• _What needs to be done_
Carry on the passage about promoting PrEP among men who have sex with men, writing the next part after its last sentence.
++++ Text block
Given the decreased reliability of condoms as a realistic primary prevention strategy, public health professionals have long searched for other solutions, such as vaccines or the use of antiretrovirals for chemoprophylaxis (4). Chemoprophylaxis of HIV has now been shown to be efficacious with two approaches. The first, known as treatment as prevention, involves the early usage of antiretroviral drugs in HIV-positive people, with the goal of achieving viral suppression and reducing infectivity (5). The second approach, known as pre-exposure prophylaxis (PrEP), is more controversial (6-8) and involves the usage of antiretroviral drugs in HIV-uninfected, but high-risk persons, with the intention of preventing infection (9). A 2010 randomized controlled trial of 2499 HIV-uninfected men or transgender women who have sex with men showed that once-daily tenofovir disoproxil fumarate (FTC-TDF; a combination of antiretroviral drugs used for the treatment of HIV-infection) provided a 44% reduction (p=0.005) in HIV-incidence, when compared to placebo. Among study subjects with a detectable blood level of the study drug, there was a 92% reduction (p<0.001) in HIV incidence (9). On July 16th, 2012, the Food and Drug Administration (FDA) approved TruvadaTM, an antiretroviral manufactured by Gilead Sciences for the treatment of HIV-infection (10), for use as PrEP (11). PrEP has been suggested for use in multiple high risk populations (4), but this paper is limited to the promotion of PrEP among MSM in the US.
Despite the potential to greatly protect against HIV-infection, a limited number of MSM know about PrEP and almost none are using it (12). The low immediate uptake of PrEP has been discussed in a number of recent widely circulated editorials, including one by Christopher Glazek in The New Yorker (7). Glazek explores the tepid response to PrEP and points out a number of concerns by healthcare professionals about PrEP efficacy and toxicity. Advocates for HIV-infected persons, Glazek explains, are also concerned about the availability of antiretrovirals in resource limited settings or the emergence of viral resistance to TruvadaTM, which is a first line drug to treat HIV. Other public health officials are worried about the implications of suggesting that there is an alternative to condom usage. These opponents have publicly argued against PrEP usage. A further setback to PrEP implementation is the unprecedented decision by Gilead Sciences not to promote or research TruvadaTM as PrEP. (7) In the absence of Gilead Sciences’ participation in the promotion of TruvadaTM as PrEP, public health officials have failed to create campaigns that would adequately promote its use. Perhaps, it was initially assumed that the benefits of PrEP alone would be enough to promote its use. This “if you build it, they will come” approach to intervention promotion did not work (7-8, 12). In response to low interest in PrEP, advocates have started to make promotional materials. These materials have not effectively increased interest in PrEP (7-8, 12). This paper will critique three aspects of the campaign to promote PrEP that have contributed to its ineffectiveness along with solutions to those challenges.
++++++++
++++ Listed entries
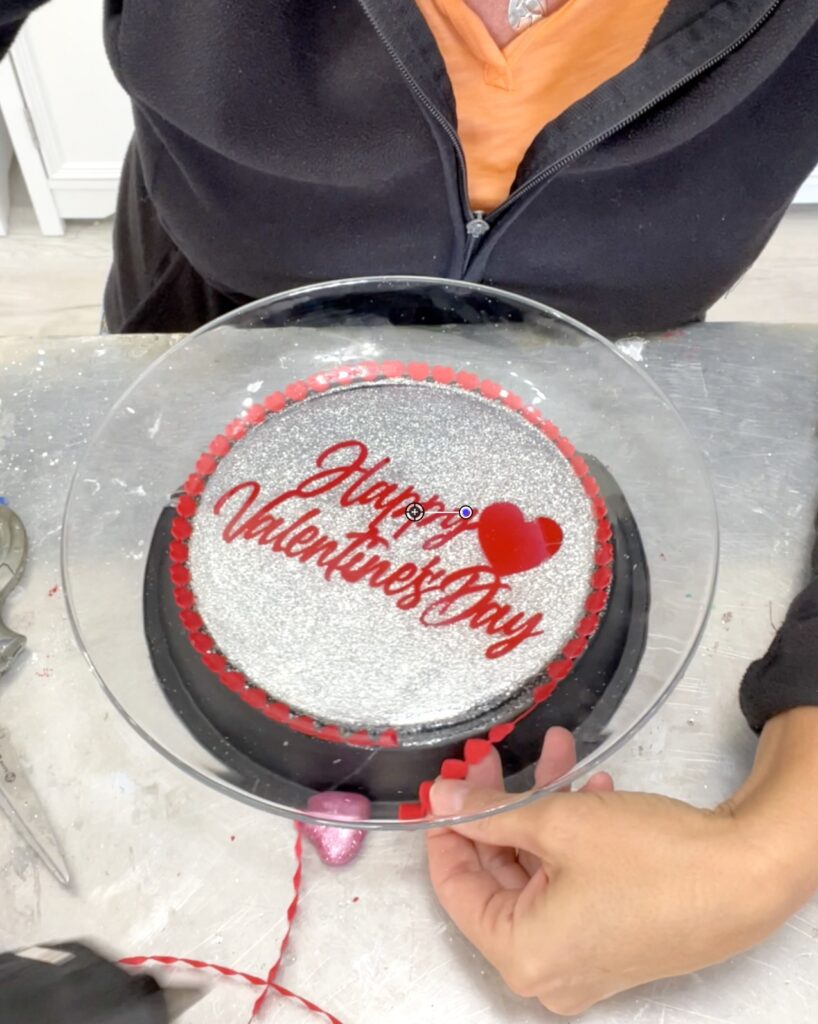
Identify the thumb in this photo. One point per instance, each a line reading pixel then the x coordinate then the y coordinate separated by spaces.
pixel 521 827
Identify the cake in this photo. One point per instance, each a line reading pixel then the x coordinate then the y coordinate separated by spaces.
pixel 373 565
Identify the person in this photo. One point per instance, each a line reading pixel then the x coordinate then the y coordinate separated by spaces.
pixel 623 161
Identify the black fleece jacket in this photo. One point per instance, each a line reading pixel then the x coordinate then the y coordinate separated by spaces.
pixel 284 142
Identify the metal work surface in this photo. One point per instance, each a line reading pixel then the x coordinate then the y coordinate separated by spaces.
pixel 163 864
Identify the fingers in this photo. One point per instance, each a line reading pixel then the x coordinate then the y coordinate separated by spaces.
pixel 558 757
pixel 473 898
pixel 599 782
pixel 520 828
pixel 500 861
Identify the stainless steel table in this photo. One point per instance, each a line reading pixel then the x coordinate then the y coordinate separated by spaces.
pixel 164 864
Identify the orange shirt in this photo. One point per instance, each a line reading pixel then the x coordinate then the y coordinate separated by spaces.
pixel 505 96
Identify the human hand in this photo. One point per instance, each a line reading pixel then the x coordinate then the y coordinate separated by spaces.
pixel 576 896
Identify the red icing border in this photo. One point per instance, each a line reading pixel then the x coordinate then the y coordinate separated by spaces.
pixel 205 645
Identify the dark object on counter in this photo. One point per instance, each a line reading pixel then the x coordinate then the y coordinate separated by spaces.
pixel 71 983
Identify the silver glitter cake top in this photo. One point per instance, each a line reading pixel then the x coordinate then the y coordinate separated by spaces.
pixel 314 584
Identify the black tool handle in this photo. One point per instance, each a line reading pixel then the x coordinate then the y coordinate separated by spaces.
++++++++
• _Exercise response_
Critique 1: Reliance on the Health Belief Model
The primary way that PrEP has been promoted is through the use of educational campaigns, such as fact sheets and videos. These promotional materials have emphasized the health benefits of PrEP (i.e. HIV risk reduction) and have served as informative educational tools. These materials are essential resources for people already interested in PrEP, but do little to actually disseminate information and promote interest in the intervention. Using health education as a way to promote an intervention is a common approach, which relies on rational decision making. The model of behavior, known as the Health Belief Model, assumes that people make rational choices about health by weighing the risk for and severity of a disease, with the costs and benefits of adopting a new behavior (13). In this logic structure, a public health official would only need to educate and inform a person about a disease, while offering education about interventions or alternative behaviors that prevent that disease. The Health Belief Model can be an effective strategy for one time interventions, like vaccines; unfortunately, the Health Belief Model is not a very effective way to promote an intervention that may need sustained commitment or a more complex decision calculus (14).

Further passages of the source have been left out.